# [Task to complete]
Write out every line of the material exactly as it appears.

# [Supplied data]
==*==

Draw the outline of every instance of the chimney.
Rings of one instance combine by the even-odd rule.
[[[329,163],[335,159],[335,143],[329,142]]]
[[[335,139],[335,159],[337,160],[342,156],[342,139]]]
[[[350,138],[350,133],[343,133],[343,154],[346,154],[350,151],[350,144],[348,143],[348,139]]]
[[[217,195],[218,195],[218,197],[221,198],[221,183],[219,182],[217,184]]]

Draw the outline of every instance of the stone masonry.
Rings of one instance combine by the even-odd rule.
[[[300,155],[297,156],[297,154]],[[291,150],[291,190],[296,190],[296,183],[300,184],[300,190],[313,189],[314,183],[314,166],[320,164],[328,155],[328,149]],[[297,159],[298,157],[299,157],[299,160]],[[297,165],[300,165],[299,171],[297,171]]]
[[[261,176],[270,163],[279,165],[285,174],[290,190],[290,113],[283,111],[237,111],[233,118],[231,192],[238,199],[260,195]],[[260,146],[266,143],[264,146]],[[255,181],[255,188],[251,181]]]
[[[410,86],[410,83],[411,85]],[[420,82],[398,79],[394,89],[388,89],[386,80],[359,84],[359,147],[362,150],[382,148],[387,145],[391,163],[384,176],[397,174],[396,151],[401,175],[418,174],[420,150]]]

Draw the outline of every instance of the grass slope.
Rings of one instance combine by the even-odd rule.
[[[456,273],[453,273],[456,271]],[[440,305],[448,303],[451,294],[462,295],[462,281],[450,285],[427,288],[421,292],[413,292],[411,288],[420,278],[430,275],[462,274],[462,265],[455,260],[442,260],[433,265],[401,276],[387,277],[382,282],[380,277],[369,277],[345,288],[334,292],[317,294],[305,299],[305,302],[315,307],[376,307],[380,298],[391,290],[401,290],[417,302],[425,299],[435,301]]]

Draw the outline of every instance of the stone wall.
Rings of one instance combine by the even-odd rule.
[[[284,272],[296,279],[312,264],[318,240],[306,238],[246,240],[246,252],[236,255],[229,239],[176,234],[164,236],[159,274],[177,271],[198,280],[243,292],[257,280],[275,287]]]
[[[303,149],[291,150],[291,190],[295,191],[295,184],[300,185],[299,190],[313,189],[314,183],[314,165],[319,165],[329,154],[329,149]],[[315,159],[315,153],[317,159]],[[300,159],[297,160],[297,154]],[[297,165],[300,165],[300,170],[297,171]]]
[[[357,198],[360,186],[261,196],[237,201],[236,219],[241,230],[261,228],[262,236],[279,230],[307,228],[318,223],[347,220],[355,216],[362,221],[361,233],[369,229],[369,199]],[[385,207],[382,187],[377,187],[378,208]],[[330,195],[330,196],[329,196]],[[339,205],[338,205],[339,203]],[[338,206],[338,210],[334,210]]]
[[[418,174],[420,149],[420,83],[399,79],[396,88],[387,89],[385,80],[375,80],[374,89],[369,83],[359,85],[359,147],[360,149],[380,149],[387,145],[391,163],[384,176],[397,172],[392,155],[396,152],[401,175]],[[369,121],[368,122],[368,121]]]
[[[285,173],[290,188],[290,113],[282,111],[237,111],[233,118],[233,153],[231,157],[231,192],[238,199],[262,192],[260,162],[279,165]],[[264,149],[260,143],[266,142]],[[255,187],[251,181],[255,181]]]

==*==

# [Task answer]
Draw the outline of every instance of the chimney.
Rings of one instance combine by the even-odd rule.
[[[329,163],[335,159],[335,143],[329,142]]]
[[[335,139],[335,159],[337,160],[342,156],[342,139]]]
[[[350,138],[350,133],[343,133],[343,154],[346,154],[350,151],[350,144],[348,143],[348,139]]]
[[[217,195],[218,195],[218,197],[221,198],[221,183],[219,182],[217,184]]]

Draw the outline of every instance of the stone masonry.
Rings of one instance combine by the even-odd rule.
[[[300,155],[297,156],[297,154]],[[291,150],[291,190],[296,190],[296,183],[300,184],[300,190],[313,189],[314,183],[314,166],[320,164],[328,155],[328,149]],[[297,159],[298,157],[299,157],[299,160]],[[297,165],[300,165],[299,171],[297,171]]]
[[[261,176],[270,163],[279,165],[285,174],[290,190],[290,113],[283,111],[237,111],[233,118],[231,192],[238,199],[260,195]],[[260,146],[266,143],[264,146]],[[255,181],[255,188],[251,181]]]
[[[410,86],[410,83],[411,85]],[[420,82],[398,79],[394,89],[388,89],[386,80],[359,84],[359,147],[362,150],[382,148],[387,145],[391,163],[384,176],[397,174],[396,151],[401,175],[418,174],[420,150]]]

Draw the outline of every instance of the grass slope.
Rings of one instance combine by the even-odd rule.
[[[456,273],[453,273],[456,271]],[[440,305],[448,303],[451,294],[462,295],[462,281],[450,285],[427,288],[421,292],[413,292],[411,288],[420,278],[430,275],[462,274],[462,265],[455,260],[442,260],[433,265],[401,276],[387,277],[382,282],[380,277],[369,277],[345,288],[334,292],[317,294],[305,299],[305,302],[315,307],[376,307],[380,298],[391,290],[401,290],[417,302],[425,299],[435,301]]]

Draw the outline of every instance of the stone wall.
Rings of one instance combine by the even-odd rule.
[[[284,272],[296,279],[312,264],[318,240],[306,238],[246,240],[246,252],[236,255],[229,239],[176,234],[164,236],[159,274],[177,271],[198,280],[243,292],[257,280],[275,287]]]
[[[303,149],[291,150],[291,190],[295,191],[295,184],[300,185],[299,190],[313,189],[314,183],[314,165],[319,165],[329,154],[329,149]],[[315,159],[315,153],[317,159]],[[300,159],[297,160],[297,154]],[[297,165],[300,165],[300,170],[297,171]]]
[[[357,198],[360,186],[261,196],[237,201],[236,219],[241,230],[261,228],[262,236],[279,230],[307,228],[318,223],[347,220],[355,216],[362,221],[361,233],[369,229],[369,199]],[[385,207],[382,187],[377,187],[378,208]],[[330,195],[330,196],[329,196]],[[339,205],[338,205],[339,203]],[[338,206],[338,210],[334,210]]]
[[[418,174],[420,149],[420,83],[399,79],[396,88],[387,89],[385,80],[375,80],[374,89],[369,83],[359,85],[359,147],[360,149],[380,149],[387,145],[391,163],[384,176],[397,172],[392,155],[396,152],[401,175]],[[369,121],[368,122],[368,121]]]
[[[285,173],[290,188],[290,113],[282,111],[237,111],[233,118],[233,153],[231,157],[231,192],[238,199],[262,192],[260,162],[279,165]],[[264,149],[260,143],[266,142]],[[255,187],[251,181],[255,181]]]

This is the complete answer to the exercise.